#### GIVEN RECORDS
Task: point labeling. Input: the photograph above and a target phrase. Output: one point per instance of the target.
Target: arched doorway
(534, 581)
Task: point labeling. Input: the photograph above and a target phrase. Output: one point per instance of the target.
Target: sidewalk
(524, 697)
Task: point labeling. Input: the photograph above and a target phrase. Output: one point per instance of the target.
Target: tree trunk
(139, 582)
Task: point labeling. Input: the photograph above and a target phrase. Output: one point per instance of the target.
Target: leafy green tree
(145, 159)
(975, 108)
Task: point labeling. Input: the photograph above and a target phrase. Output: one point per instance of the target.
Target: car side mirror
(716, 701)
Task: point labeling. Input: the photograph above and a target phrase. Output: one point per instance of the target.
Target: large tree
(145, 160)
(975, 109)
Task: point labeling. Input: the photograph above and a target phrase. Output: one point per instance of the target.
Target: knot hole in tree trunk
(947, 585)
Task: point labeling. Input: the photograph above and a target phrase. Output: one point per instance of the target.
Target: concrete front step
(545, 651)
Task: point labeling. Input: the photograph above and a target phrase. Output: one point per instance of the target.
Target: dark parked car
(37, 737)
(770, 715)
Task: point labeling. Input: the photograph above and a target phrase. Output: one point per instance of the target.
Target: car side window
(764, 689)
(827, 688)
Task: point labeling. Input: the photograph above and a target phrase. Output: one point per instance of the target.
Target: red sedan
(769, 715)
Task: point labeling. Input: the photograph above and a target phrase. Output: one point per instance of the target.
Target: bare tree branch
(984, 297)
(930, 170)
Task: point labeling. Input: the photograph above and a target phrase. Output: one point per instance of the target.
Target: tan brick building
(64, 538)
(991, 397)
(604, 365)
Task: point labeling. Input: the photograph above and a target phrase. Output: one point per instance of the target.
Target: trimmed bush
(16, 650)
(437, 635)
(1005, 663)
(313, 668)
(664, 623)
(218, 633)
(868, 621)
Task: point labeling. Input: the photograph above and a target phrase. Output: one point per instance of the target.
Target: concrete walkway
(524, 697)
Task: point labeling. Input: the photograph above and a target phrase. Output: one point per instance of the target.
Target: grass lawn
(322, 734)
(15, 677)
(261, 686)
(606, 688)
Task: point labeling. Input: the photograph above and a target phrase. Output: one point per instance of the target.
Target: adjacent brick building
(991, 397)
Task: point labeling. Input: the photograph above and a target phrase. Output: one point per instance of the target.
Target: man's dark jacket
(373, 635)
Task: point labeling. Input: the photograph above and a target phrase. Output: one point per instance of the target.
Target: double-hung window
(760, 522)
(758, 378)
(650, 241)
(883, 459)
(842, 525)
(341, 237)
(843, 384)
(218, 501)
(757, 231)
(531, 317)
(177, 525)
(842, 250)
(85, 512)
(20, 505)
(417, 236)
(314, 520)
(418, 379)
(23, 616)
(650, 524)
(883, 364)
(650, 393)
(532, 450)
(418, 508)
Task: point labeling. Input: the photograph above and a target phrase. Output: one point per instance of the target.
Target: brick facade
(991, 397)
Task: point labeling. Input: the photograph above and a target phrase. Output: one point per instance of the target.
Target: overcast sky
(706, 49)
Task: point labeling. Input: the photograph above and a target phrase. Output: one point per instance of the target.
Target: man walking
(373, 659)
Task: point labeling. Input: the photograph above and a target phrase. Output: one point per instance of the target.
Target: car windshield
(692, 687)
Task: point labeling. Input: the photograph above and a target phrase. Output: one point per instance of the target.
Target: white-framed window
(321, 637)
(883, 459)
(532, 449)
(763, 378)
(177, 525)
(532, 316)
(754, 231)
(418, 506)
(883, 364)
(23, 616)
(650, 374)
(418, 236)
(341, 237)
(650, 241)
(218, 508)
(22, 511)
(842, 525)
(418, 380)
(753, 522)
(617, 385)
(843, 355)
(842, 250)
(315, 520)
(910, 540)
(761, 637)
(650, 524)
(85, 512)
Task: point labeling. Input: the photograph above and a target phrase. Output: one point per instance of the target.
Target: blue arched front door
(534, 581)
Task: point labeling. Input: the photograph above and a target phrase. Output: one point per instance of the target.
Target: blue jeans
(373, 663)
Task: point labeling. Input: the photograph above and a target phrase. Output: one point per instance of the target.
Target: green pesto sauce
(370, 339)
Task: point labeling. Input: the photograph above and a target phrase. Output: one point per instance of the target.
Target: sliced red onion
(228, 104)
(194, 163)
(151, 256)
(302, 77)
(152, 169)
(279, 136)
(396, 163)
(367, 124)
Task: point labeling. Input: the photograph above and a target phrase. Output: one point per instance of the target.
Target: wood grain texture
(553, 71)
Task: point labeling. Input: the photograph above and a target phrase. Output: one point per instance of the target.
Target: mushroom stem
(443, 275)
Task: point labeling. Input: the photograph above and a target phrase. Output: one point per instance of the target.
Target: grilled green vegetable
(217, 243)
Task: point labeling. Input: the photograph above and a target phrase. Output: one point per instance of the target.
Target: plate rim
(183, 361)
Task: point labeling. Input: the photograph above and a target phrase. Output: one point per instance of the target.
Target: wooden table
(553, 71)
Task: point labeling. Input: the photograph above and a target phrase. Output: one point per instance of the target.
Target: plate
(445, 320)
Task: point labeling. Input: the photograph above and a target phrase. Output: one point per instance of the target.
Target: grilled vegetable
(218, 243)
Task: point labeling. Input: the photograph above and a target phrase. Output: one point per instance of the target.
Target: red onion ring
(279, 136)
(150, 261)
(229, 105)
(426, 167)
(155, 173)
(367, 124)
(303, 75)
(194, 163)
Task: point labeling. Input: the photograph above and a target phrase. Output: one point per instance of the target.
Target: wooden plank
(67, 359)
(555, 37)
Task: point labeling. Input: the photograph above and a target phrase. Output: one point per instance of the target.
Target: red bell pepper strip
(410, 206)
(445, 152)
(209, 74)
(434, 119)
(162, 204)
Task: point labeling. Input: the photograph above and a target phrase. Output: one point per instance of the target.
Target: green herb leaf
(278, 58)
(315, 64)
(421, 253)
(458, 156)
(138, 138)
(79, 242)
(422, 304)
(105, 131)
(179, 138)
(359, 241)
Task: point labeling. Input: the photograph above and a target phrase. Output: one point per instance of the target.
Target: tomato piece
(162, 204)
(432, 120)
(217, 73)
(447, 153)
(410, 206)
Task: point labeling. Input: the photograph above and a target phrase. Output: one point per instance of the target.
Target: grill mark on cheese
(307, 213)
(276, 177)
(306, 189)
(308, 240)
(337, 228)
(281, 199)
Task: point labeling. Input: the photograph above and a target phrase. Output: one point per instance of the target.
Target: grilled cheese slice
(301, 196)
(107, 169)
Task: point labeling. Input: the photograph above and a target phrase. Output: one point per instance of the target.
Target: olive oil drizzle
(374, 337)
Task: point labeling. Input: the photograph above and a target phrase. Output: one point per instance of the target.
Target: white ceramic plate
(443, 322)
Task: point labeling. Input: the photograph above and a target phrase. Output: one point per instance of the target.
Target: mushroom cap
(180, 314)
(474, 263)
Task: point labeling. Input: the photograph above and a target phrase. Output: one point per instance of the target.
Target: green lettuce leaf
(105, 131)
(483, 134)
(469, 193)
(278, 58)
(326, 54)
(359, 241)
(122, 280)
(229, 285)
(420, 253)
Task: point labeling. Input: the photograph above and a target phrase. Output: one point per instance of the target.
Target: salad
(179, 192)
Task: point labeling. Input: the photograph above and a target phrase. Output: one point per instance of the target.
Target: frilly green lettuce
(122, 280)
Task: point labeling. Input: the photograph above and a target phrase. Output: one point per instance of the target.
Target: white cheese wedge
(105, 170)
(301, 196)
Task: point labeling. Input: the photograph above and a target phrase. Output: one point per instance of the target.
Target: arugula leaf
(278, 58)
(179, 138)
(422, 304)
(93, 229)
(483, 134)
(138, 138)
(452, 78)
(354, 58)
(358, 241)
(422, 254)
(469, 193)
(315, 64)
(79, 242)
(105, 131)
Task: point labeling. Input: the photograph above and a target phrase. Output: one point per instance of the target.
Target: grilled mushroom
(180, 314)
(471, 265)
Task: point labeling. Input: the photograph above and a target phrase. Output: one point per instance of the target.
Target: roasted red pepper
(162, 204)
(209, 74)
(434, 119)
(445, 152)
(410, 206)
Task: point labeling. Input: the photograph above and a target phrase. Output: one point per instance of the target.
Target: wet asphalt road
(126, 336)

#### YOUR ASSIGNMENT
Exactly as they appear, print the lines from the one holding "Target: arugula leaf" through the final line of the entries, and no others.

#### SOLUTION TO THE PROBLEM
Target: arugula leaf
(278, 58)
(179, 138)
(422, 304)
(93, 229)
(483, 134)
(138, 138)
(452, 78)
(354, 58)
(358, 241)
(422, 254)
(469, 193)
(315, 64)
(79, 242)
(105, 131)
Task: point labeling. Input: the photograph above and a target phrase. Output: one point per instance of the target.
Target: grilled mushroom
(180, 314)
(471, 265)
Task: point labeling. Input: the photograph above and a target phrase. Output: one point per instance of the target.
Target: roasted red pepper
(162, 204)
(209, 74)
(434, 119)
(445, 152)
(410, 206)
Task: point labeling. Input: the photograph above and a target phrase. Output: one point per instance of the target.
Target: wet asphalt road
(126, 336)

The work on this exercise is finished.